→ PROBLEM DETAILS:
Repeat the passage of the abstract on kidney transplant recipients between "UBC Theses and" and "Ferguson, Beryl M.", inclusive.

→ READING TEXT:

UBC Theses and Dissertations
Life and work: the health-related quality of life and employment outcomes of rental transplant recipients Ferguson, Beryl M.
This study was designed to investigate patient outcomes following kidney transplantation in terms of health-related quality of life and employment status. In addition it was designed to identify, in terms of relative contribution, the main factors or characteristics that are associated with employment from the perspective of the renal transplant recipient. The study was conducted in two stages. In stage one, 216 adult renal transplant recipients from the lower mainland of British Columbia completed a mail questionnaire on their health-related quality of life and their employment circumstances. In stage two, using a maximum variation sampling strategy, seven adult transplant recipients participated in a personal interview. The results from this work indicate that a person's health-related quality of life following renal transplantation is less than optimal. Limitations persist particularly in the area of physical functioning and the ability to perform usual roles at home, school and work. The area least affected is the transplant recipients’ mental health. People with renal transplants generally adjust well to their condition and their mental health approaches the levels found in the general population. Employment prospects are diminished for people with kidney transplants. Employment rates lag behind the rates in the general population. The reasons for this finding are complex and reside in the individual as well as the socio-cultural, economic and political reality. When poor functional health is compounded by limited education, increased age, interruptions in work and the unavailability of suitable work, disadvantages in employment increase. The health and employment outcomes of renal transplant recipients provide estimates of the need for social work services and allow monitoring of progress toward meeting the goal of full rehabilitation in this population. Identifying and mapping the factors that contribute to employment using the PRECEDE-PROCEED model for health promotion planning and evalution is a useful guide to selecting and directing intervention where it is most needed. The findings of this study raise questions about quantifying a realistic employment goal for renal transplant recipients. It is recommended that further research be conducted to determine the barriers to employment found among other groups of chronically ill persons in order to develop a broad strategy for improving access and equal opportunity to jobs for all who desire them.

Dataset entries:
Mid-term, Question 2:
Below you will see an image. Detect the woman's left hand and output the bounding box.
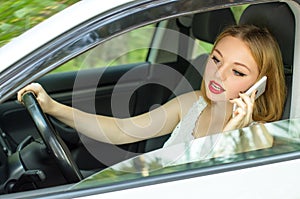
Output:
[223,90,256,131]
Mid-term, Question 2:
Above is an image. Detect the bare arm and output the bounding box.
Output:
[18,83,196,144]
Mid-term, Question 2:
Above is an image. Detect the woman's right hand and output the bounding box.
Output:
[17,83,54,113]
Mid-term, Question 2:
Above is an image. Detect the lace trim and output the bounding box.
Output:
[163,96,207,147]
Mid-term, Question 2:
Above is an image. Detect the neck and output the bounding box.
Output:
[211,101,233,132]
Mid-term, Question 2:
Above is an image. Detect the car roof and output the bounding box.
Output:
[0,0,132,72]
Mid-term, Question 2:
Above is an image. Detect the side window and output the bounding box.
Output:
[52,25,155,73]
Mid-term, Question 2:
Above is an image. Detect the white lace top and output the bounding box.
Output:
[163,96,207,147]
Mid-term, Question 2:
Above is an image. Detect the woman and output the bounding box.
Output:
[18,25,285,146]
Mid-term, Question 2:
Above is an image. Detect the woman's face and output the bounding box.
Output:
[204,36,258,102]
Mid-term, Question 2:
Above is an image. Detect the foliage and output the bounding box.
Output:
[0,0,78,46]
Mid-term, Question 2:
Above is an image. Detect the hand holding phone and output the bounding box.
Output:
[232,76,267,116]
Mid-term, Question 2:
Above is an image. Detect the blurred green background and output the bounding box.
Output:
[0,0,79,47]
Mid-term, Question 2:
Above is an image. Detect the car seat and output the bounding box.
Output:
[239,2,295,119]
[145,8,236,152]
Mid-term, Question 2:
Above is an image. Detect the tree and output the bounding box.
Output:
[0,0,79,46]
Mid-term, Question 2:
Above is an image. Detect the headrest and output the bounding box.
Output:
[239,2,295,68]
[192,8,236,43]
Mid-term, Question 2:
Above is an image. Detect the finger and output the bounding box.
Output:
[232,97,247,109]
[17,83,40,102]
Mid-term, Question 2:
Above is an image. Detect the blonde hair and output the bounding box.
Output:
[201,25,286,122]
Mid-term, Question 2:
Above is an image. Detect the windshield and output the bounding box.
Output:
[72,119,300,189]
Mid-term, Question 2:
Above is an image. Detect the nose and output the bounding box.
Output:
[216,64,228,81]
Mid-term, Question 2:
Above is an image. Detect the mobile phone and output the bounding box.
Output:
[232,76,267,116]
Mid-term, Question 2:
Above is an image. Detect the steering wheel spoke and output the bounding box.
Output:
[22,92,83,183]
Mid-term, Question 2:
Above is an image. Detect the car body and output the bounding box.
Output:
[0,0,300,198]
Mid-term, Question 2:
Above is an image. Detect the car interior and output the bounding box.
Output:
[0,2,296,194]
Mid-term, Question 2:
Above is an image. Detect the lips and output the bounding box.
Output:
[208,81,225,94]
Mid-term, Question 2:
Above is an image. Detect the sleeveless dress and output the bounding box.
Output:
[163,96,207,148]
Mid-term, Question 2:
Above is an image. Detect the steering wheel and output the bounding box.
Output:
[22,92,83,183]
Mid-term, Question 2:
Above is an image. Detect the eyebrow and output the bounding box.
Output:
[214,48,251,72]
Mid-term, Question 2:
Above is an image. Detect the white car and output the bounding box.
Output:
[0,0,300,199]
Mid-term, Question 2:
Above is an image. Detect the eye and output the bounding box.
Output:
[232,69,246,77]
[211,56,220,64]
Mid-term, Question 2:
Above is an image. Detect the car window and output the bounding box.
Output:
[73,119,300,189]
[52,25,155,73]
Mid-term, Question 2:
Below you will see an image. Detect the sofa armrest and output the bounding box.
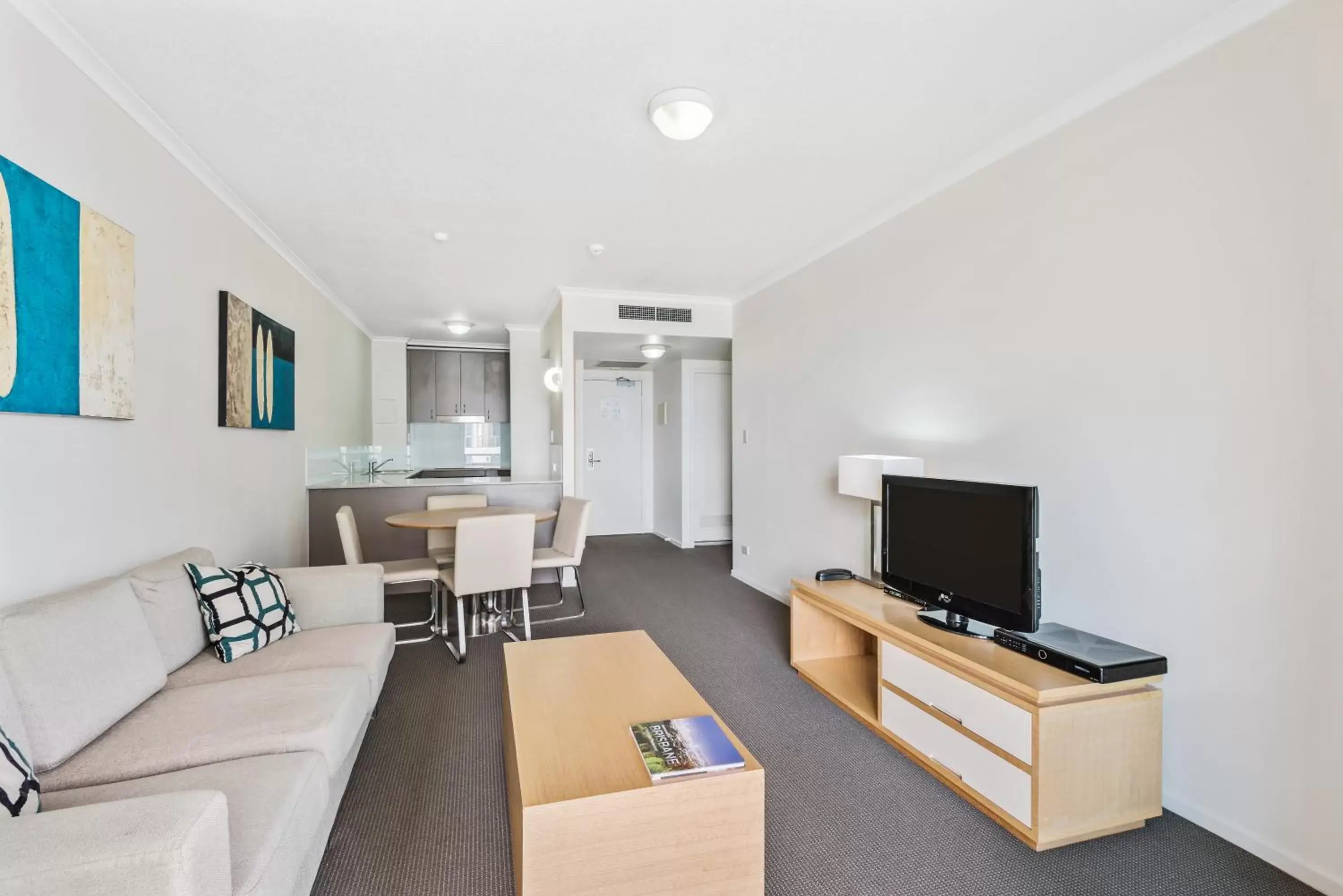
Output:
[0,790,232,896]
[275,563,383,629]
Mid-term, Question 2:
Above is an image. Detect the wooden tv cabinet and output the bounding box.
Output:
[791,579,1162,850]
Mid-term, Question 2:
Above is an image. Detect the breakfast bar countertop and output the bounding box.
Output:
[308,472,560,489]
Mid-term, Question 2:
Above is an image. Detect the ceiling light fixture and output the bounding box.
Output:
[544,367,564,392]
[649,87,713,140]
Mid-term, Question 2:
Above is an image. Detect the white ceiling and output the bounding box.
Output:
[50,0,1244,341]
[573,333,732,369]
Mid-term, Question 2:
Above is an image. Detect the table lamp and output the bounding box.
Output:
[839,454,923,583]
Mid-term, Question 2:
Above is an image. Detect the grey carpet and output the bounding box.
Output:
[313,536,1315,896]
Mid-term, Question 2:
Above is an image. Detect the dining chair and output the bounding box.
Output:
[336,505,439,644]
[424,495,489,567]
[521,497,592,625]
[438,513,536,662]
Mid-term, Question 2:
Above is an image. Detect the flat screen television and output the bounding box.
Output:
[881,476,1039,637]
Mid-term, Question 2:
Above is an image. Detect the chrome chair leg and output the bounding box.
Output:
[392,582,438,645]
[532,567,587,626]
[504,589,532,641]
[532,567,565,612]
[443,597,466,662]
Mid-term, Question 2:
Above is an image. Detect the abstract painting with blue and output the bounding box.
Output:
[0,156,136,419]
[219,291,294,430]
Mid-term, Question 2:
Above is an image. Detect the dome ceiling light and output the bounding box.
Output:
[649,87,713,140]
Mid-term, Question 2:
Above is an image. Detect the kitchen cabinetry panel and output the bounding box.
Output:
[406,349,438,423]
[434,352,462,416]
[485,352,509,423]
[459,352,485,420]
[406,349,509,423]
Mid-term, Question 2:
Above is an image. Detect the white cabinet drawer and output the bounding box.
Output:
[881,641,1031,764]
[881,688,1030,828]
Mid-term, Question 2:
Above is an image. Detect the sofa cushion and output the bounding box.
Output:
[185,563,298,662]
[0,579,168,771]
[42,668,372,794]
[43,752,330,896]
[126,548,215,672]
[168,622,396,703]
[0,719,42,821]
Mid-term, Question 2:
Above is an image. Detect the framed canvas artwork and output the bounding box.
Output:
[219,291,294,430]
[0,156,136,419]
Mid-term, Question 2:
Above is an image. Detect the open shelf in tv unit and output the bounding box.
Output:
[790,580,1162,850]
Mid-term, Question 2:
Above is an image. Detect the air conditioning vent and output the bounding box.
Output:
[619,305,658,321]
[657,307,690,324]
[616,305,693,324]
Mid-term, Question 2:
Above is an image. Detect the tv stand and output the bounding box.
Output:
[919,609,994,641]
[790,579,1162,850]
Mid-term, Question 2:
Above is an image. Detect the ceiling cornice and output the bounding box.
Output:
[733,0,1293,302]
[9,0,373,338]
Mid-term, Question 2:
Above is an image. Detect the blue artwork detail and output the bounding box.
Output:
[266,357,294,430]
[0,156,79,414]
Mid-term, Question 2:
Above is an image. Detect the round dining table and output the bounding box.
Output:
[387,505,559,641]
[387,507,559,529]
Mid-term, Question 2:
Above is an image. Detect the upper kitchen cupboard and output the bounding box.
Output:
[406,348,509,423]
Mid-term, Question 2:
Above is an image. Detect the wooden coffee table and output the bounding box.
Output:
[504,631,764,896]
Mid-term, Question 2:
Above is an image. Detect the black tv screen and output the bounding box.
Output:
[881,476,1039,631]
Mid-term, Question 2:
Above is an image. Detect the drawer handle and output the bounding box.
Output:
[928,756,966,781]
[928,703,966,728]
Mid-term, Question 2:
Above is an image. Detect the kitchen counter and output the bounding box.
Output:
[308,472,560,489]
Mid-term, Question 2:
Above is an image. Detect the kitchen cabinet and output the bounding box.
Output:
[485,352,509,423]
[406,349,438,423]
[434,352,462,418]
[458,352,485,420]
[406,349,509,423]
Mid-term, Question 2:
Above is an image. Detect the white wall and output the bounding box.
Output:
[653,360,694,548]
[733,0,1343,893]
[0,3,371,603]
[508,326,551,476]
[371,337,410,452]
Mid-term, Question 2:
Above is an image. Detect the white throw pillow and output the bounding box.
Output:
[185,563,298,662]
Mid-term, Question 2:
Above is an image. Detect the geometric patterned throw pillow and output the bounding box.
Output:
[184,563,298,662]
[0,728,42,818]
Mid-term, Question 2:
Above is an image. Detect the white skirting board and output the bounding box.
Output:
[732,570,790,607]
[1162,790,1343,896]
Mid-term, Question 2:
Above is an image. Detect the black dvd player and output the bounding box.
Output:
[994,622,1166,684]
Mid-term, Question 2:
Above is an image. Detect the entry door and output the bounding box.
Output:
[579,380,643,535]
[690,371,732,542]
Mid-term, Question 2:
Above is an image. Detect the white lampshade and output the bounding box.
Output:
[839,454,923,501]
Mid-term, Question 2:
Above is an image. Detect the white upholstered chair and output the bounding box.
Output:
[521,497,592,625]
[424,495,489,567]
[438,513,536,662]
[336,505,439,644]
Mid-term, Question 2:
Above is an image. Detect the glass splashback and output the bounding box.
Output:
[410,423,512,470]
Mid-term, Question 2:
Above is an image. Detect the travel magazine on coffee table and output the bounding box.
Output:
[630,716,745,785]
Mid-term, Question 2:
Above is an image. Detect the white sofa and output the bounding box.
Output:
[0,548,395,896]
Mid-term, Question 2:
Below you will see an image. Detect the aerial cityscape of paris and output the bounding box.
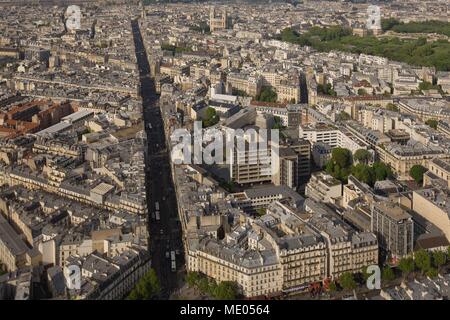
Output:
[0,0,450,308]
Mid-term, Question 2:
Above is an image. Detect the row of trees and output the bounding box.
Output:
[186,272,238,300]
[317,83,337,96]
[325,148,394,186]
[409,164,428,185]
[328,247,450,292]
[202,107,220,128]
[279,23,450,71]
[381,18,450,37]
[398,247,450,277]
[256,87,277,102]
[128,269,161,300]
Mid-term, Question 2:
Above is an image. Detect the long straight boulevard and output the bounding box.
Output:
[132,20,184,299]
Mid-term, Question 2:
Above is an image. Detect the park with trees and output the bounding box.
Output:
[325,148,394,186]
[186,271,239,300]
[278,22,450,71]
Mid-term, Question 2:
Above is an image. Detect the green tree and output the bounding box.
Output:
[352,163,375,186]
[372,161,394,181]
[433,251,447,271]
[186,271,201,288]
[381,266,395,281]
[426,268,439,278]
[361,266,371,282]
[197,276,210,294]
[128,269,161,300]
[353,149,370,163]
[214,281,238,300]
[425,119,438,130]
[386,103,400,112]
[414,249,431,273]
[336,111,352,121]
[256,208,266,217]
[409,164,428,184]
[203,107,219,128]
[358,88,367,96]
[398,257,414,277]
[339,272,357,290]
[256,87,277,102]
[331,148,352,168]
[328,281,337,292]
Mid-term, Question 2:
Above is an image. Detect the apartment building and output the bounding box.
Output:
[424,159,450,188]
[371,201,414,258]
[227,73,262,97]
[376,140,448,179]
[0,214,42,271]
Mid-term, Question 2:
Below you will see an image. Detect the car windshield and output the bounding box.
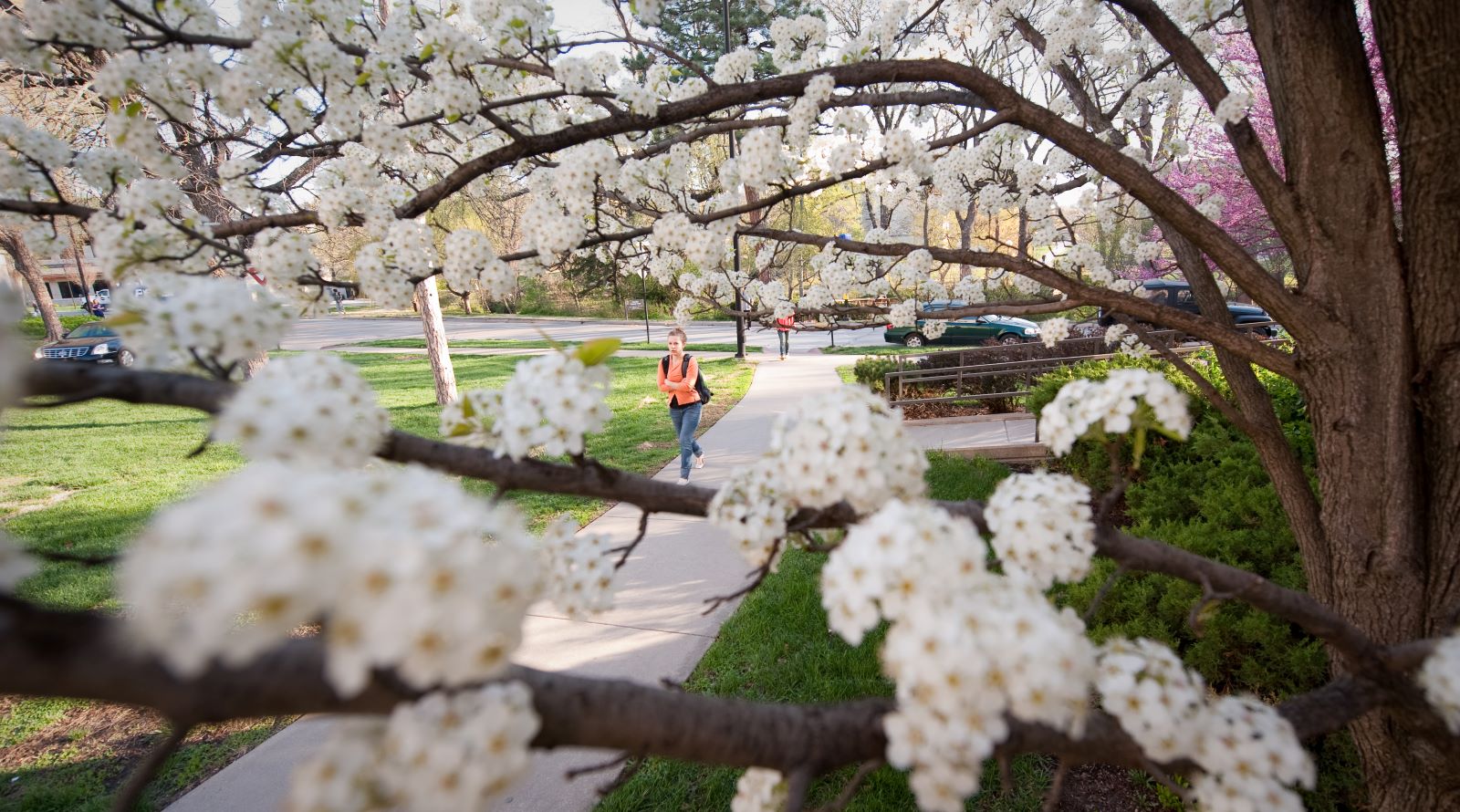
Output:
[66,323,117,338]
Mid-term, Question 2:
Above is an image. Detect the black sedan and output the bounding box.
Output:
[35,321,136,367]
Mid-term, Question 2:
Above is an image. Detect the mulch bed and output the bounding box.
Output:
[1058,764,1161,812]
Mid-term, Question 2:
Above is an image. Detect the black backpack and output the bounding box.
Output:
[659,355,715,404]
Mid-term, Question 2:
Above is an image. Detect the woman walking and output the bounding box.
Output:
[776,313,796,360]
[659,328,705,484]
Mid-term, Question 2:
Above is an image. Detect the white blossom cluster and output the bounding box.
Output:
[1192,697,1319,812]
[214,352,390,467]
[1212,90,1253,124]
[888,299,917,328]
[706,459,796,567]
[0,533,41,593]
[770,15,827,74]
[1095,637,1206,763]
[285,682,542,812]
[117,463,542,695]
[1097,639,1317,812]
[1039,316,1075,348]
[710,387,927,567]
[441,352,613,460]
[1416,634,1460,736]
[822,499,1095,812]
[766,387,927,513]
[112,273,289,368]
[441,228,516,299]
[542,514,613,618]
[984,470,1095,588]
[248,231,330,316]
[1039,370,1192,455]
[711,48,756,85]
[730,766,790,812]
[355,221,436,309]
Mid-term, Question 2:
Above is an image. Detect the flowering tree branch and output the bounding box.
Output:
[16,365,1382,673]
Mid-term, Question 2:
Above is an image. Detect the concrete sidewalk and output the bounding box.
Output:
[168,355,845,812]
[319,345,747,360]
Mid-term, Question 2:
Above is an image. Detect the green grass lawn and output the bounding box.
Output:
[0,355,754,812]
[597,453,1053,812]
[822,345,923,355]
[355,338,762,352]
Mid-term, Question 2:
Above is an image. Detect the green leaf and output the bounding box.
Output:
[574,338,623,367]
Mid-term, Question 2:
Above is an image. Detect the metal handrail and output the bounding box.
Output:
[881,321,1282,406]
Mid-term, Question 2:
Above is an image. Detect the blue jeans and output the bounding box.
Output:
[669,403,705,479]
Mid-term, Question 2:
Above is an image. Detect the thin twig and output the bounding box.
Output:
[786,766,812,812]
[813,758,886,812]
[701,539,784,615]
[597,754,648,797]
[29,549,121,567]
[1187,572,1236,637]
[565,754,631,781]
[1080,564,1126,625]
[609,510,648,569]
[1044,759,1070,812]
[1141,756,1193,805]
[111,722,193,812]
[1095,440,1130,521]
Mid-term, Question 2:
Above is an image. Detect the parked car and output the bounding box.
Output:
[1100,279,1280,338]
[881,299,1039,348]
[35,321,136,367]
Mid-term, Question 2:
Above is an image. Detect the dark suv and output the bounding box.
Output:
[1100,279,1280,338]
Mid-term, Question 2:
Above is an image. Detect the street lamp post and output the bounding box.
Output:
[723,0,745,360]
[640,267,654,343]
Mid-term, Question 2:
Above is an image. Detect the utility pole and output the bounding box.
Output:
[724,0,745,360]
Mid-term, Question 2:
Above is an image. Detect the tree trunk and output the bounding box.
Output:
[1246,0,1460,812]
[416,277,457,406]
[0,228,66,342]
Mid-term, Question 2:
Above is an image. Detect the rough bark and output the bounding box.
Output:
[0,228,66,342]
[1246,0,1460,812]
[416,277,457,406]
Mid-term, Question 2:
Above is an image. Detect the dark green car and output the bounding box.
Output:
[881,309,1039,348]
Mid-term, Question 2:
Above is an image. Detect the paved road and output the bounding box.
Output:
[168,354,842,812]
[283,316,885,353]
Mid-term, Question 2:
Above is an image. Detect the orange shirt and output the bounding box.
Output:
[659,358,699,406]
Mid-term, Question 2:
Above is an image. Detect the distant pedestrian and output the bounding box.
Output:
[659,328,705,484]
[776,313,796,360]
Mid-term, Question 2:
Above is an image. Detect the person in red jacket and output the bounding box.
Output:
[659,328,705,484]
[776,313,796,360]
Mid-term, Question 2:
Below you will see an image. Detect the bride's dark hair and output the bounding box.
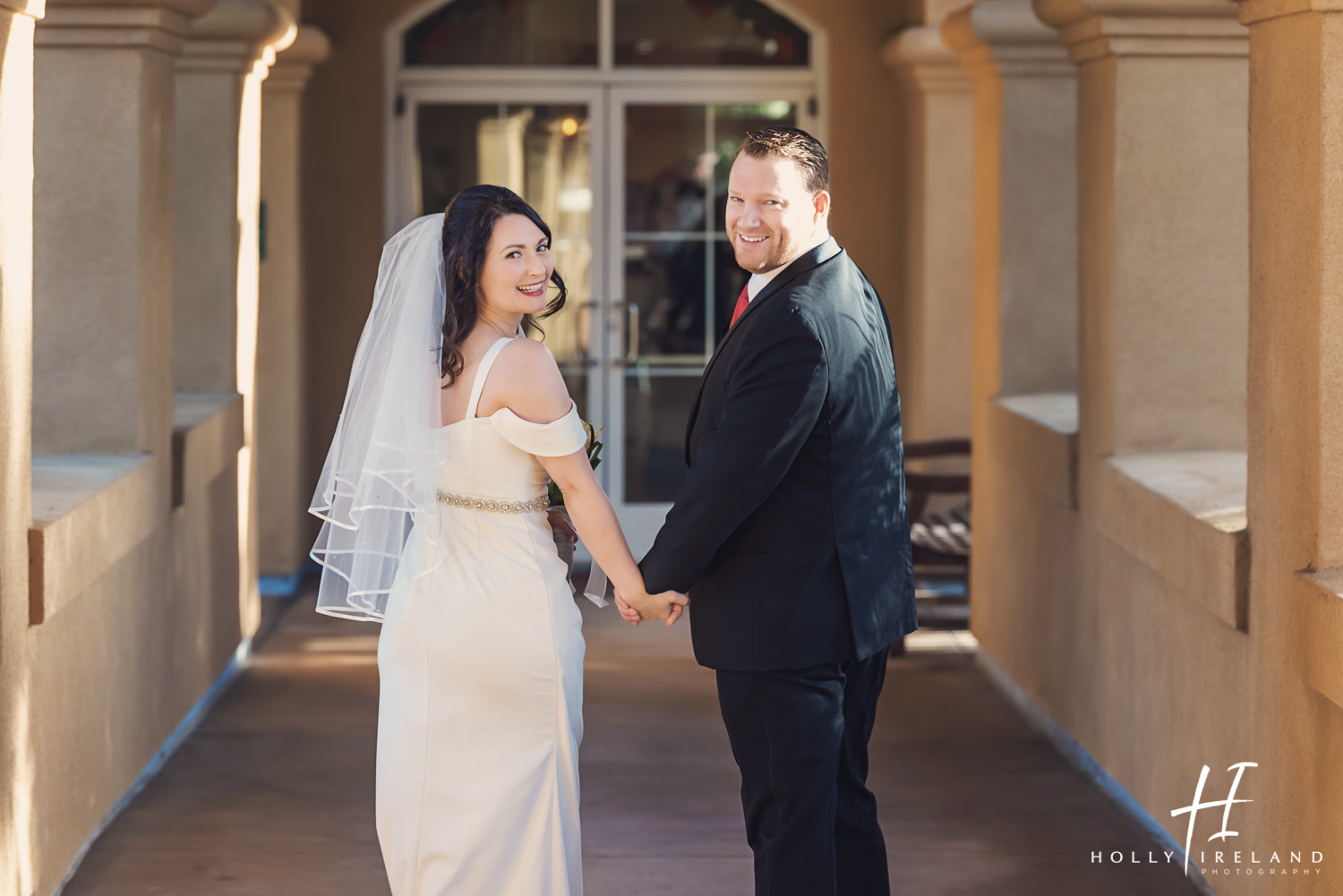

→ EXERCISE SOLUTION:
UBC Theses and Dissertations
Life and work: the health-related quality of life and employment outcomes of rental transplant recipients Ferguson, Beryl M.